REQUIREMENT: Return every line from the rows below that contains the string "backpack". The match is case-sensitive.

PROVIDED DATA:
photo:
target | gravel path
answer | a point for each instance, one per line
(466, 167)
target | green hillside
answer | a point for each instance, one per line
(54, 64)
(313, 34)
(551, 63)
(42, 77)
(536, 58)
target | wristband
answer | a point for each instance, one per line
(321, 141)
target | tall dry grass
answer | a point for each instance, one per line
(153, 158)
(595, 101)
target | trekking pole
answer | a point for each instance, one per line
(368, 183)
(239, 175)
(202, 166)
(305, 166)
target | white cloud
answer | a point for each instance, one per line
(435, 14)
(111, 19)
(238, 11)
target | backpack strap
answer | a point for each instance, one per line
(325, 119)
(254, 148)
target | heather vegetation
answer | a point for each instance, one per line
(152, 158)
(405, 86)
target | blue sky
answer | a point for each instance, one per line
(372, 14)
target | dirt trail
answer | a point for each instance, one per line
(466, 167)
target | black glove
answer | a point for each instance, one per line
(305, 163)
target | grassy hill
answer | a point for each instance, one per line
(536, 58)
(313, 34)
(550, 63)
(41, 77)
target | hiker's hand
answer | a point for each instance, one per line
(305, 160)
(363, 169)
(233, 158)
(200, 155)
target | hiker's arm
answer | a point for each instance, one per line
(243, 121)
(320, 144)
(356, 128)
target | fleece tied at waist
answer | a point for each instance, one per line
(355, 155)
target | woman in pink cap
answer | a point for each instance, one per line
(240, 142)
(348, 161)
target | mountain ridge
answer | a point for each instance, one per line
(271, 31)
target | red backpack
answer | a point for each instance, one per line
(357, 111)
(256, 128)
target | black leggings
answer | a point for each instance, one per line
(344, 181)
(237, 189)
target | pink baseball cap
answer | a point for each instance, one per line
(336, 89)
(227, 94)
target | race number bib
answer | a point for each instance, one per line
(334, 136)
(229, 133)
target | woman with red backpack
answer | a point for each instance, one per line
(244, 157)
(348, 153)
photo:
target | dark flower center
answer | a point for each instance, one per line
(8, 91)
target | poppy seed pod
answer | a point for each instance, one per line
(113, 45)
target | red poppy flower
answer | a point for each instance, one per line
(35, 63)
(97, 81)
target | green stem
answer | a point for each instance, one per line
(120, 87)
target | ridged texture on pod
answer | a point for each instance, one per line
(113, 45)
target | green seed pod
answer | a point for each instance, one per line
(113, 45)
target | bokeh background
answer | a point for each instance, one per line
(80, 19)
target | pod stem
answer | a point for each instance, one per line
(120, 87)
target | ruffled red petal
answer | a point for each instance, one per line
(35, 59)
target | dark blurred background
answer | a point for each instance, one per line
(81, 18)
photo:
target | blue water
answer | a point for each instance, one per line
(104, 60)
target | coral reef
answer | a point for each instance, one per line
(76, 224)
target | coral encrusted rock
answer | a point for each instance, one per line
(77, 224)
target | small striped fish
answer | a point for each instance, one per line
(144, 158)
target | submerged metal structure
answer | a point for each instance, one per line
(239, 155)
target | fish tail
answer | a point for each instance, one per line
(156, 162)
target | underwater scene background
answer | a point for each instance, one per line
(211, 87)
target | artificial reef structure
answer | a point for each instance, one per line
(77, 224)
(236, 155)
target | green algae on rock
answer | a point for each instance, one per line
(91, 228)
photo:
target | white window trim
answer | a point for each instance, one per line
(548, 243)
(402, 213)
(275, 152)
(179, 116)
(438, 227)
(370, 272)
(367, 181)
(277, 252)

--

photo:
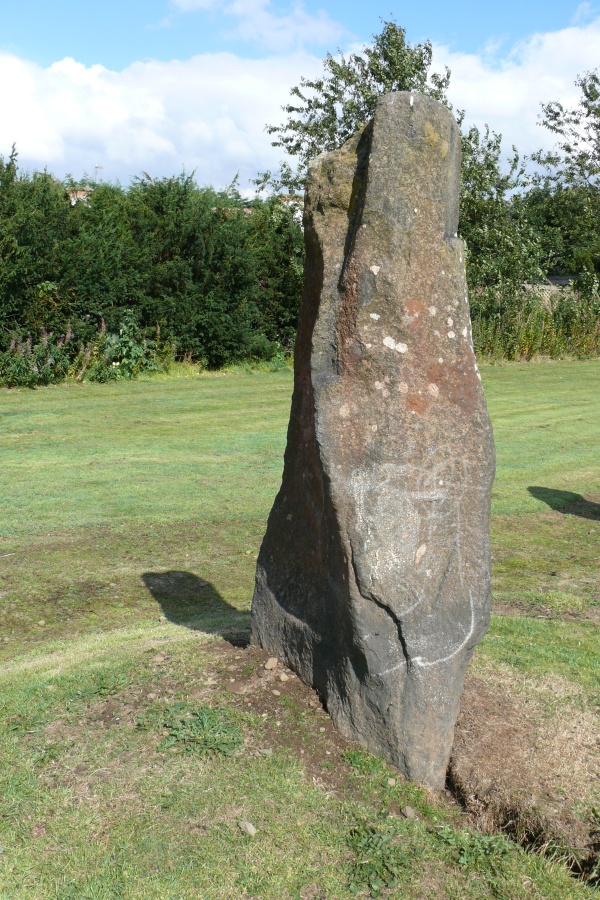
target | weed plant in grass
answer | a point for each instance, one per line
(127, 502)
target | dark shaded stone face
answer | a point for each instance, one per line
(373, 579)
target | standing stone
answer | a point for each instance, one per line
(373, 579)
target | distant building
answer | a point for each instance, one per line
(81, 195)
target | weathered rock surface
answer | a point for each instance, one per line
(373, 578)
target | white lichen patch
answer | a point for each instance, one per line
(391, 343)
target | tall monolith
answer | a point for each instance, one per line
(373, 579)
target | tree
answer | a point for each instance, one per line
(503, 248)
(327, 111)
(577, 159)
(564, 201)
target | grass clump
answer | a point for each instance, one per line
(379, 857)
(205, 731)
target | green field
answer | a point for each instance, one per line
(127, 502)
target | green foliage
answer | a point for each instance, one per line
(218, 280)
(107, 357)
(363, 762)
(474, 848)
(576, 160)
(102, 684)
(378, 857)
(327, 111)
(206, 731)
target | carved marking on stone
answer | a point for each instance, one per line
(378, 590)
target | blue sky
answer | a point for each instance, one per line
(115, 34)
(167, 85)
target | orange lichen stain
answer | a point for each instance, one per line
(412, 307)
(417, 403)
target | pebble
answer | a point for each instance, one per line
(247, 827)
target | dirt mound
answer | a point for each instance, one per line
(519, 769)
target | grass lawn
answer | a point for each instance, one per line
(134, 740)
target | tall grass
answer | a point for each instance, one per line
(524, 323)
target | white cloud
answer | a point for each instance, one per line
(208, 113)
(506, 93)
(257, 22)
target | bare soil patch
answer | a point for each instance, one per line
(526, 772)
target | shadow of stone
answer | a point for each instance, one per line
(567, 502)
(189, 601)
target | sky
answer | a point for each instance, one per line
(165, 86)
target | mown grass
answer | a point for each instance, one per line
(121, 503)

EXERCISE SOLUTION:
target | backpack strap
target | red backpack
target | woman with red backpack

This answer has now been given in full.